Instructions to follow: Please rewrite the entries below, swapping "computer monitor" for "desktop display" wherever it occurs and leaving everything else unchanged. Omit the pictures from your answer.

Excerpts of location labeling data:
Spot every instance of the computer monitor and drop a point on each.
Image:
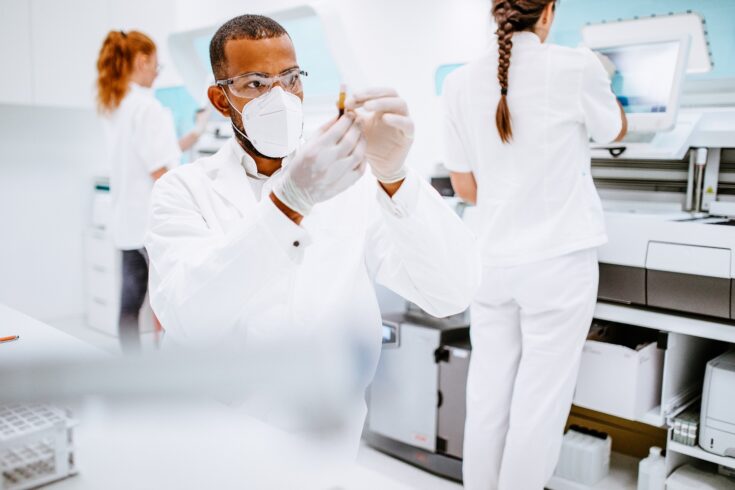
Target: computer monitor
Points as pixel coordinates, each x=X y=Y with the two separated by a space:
x=648 y=81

Completed task:
Spot every instance of the desktop display and drop a point on each.
Image:
Target: desktop display
Points as pixel coordinates, each x=X y=Y with the two separated by a space:
x=648 y=81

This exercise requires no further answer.